== DOCUMENT EXTRACT ==

*** Begin section ***

From the 6% with appropriate levers we can sustain the 10% ddgg everything being equal, unfortunately as the saying goes everything is never equal in economics. Why is this so? What are the obstacles to Nigeria not being able to soar . Most believe it has to do with our polity but it isn’t, after all countries with differing polities such as Chile and China have achieved same economic progress.
I believe it is mental and our acquisition of a particular mindset that has introduced structural defects into both our economics and politics. Big Government and a people so besotted to perpetually under performing governments is responsible. If only the scales could drop from our eyes that salvation doesn’t lie in dead hands of government but in our hands. Also because of our fealty to government we have always allowed politics to trump economics with most believing you have to get politics right before economics will self correct hence false hopes placed in polity restructuring as the silver bullet.
Moreso we have actually achieved growth rates of 7% and above and with the right levers we could have moved to 10% and above growth. However a change in administration and government policies depressed the growth of the economy to barely 2% from an high of 7%. The change in administration was necessitated when the weakest link in Nigerian economy played it’s hand and the bottom was allowed to fall out of the economy. That’s reason non-oil export of more complex goods is so vital to the economy to prevent the reoccurrence of such. Once this is in place sustained ddgg is possible.

*** End section ***

== WORK INSTRUCTION ==
Please repeat the text on Nigeria's economic growth in full, word for word. The listing is separate material, apart from the text on Nigeria's economic growth.

== RECORD EXTRACTS ==
*** Begin section ***

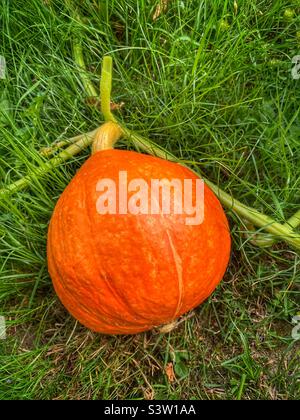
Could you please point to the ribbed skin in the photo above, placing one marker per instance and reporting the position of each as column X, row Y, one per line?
column 123, row 274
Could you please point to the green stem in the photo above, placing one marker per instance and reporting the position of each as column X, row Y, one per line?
column 87, row 84
column 80, row 143
column 105, row 88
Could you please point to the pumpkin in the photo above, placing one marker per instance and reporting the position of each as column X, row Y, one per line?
column 128, row 273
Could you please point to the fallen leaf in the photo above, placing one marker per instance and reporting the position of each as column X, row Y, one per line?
column 93, row 101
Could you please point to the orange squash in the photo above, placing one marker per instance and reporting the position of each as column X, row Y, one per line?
column 126, row 273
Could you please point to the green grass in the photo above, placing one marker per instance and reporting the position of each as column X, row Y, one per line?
column 212, row 86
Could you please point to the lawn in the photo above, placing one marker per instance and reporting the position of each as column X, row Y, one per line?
column 210, row 82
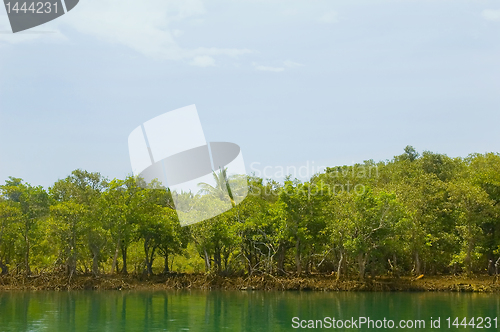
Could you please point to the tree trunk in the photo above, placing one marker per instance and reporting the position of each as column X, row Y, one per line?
column 339, row 268
column 297, row 257
column 281, row 259
column 207, row 260
column 95, row 263
column 124, row 258
column 418, row 267
column 115, row 257
column 362, row 258
column 165, row 268
column 27, row 255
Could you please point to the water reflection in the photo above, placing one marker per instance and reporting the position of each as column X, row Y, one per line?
column 219, row 311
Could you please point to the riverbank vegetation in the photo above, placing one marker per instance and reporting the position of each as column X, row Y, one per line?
column 414, row 215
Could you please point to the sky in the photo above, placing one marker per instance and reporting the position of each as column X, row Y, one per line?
column 294, row 83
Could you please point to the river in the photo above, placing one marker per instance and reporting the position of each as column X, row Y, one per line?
column 245, row 311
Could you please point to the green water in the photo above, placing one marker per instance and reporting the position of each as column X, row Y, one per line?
column 232, row 311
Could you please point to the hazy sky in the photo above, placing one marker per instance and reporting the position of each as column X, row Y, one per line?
column 291, row 82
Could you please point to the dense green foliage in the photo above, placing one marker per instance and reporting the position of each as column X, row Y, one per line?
column 413, row 214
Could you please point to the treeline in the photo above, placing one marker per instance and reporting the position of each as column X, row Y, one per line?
column 411, row 215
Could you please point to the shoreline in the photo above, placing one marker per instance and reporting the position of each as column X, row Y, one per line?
column 55, row 282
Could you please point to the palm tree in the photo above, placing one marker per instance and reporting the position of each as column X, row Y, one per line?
column 222, row 189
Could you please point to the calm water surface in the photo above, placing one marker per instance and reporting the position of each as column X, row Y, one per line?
column 229, row 311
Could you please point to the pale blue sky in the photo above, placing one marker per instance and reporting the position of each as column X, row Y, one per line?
column 291, row 82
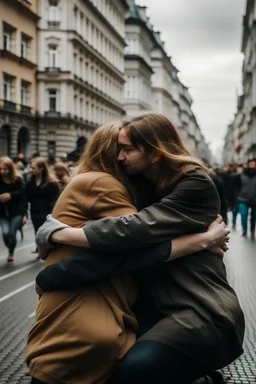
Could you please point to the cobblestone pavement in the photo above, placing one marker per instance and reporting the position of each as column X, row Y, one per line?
column 18, row 301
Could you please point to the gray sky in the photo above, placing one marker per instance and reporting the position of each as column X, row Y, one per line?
column 204, row 39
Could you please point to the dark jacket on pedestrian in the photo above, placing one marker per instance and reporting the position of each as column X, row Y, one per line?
column 246, row 183
column 17, row 206
column 199, row 312
column 41, row 198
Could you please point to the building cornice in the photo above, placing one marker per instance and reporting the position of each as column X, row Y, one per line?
column 140, row 59
column 106, row 22
column 19, row 60
column 21, row 6
column 64, row 76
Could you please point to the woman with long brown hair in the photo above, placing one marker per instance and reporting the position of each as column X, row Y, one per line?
column 61, row 172
column 42, row 191
column 190, row 316
column 12, row 204
column 81, row 334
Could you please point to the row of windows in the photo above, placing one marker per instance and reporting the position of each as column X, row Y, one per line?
column 84, row 107
column 10, row 36
column 9, row 90
column 93, row 111
column 137, row 88
column 95, row 75
column 97, row 39
column 136, row 47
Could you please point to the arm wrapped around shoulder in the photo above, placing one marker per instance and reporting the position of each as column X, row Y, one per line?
column 190, row 208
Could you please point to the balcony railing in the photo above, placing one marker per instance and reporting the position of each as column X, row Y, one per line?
column 8, row 105
column 25, row 109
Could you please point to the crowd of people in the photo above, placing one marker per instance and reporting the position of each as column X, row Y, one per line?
column 38, row 182
column 28, row 186
column 236, row 185
column 134, row 287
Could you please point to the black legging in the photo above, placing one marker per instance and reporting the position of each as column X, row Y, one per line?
column 153, row 362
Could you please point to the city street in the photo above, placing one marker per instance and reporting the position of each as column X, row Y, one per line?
column 18, row 301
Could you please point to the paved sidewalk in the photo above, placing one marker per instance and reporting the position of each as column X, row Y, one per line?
column 17, row 312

*** End section ***

== FINISHED EXERCISE ==
From the 6% with appropriate levers we can sustain the 10% ddgg everything being equal, unfortunately as the saying goes everything is never equal in economics. Why is this so? What are the obstacles to Nigeria not being able to soar . Most believe it has to do with our polity but it isn’t, after all countries with differing polities such as Chile and China have achieved same economic progress.
I believe it is mental and our acquisition of a particular mindset that has introduced structural defects into both our economics and politics. Big Government and a people so besotted to perpetually under performing governments is responsible. If only the scales could drop from our eyes that salvation doesn’t lie in dead hands of government but in our hands. Also because of our fealty to government we have always allowed politics to trump economics with most believing you have to get politics right before economics will self correct hence false hopes placed in polity restructuring as the silver bullet.
Moreso we have actually achieved growth rates of 7% and above and with the right levers we could have moved to 10% and above growth. However a change in administration and government policies depressed the growth of the economy to barely 2% from an high of 7%. The change in administration was necessitated when the weakest link in Nigerian economy played it’s hand and the bottom was allowed to fall out of the economy. That’s reason non-oil export of more complex goods is so vital to the economy to prevent the reoccurrence of such. Once this is in place sustained ddgg is possible.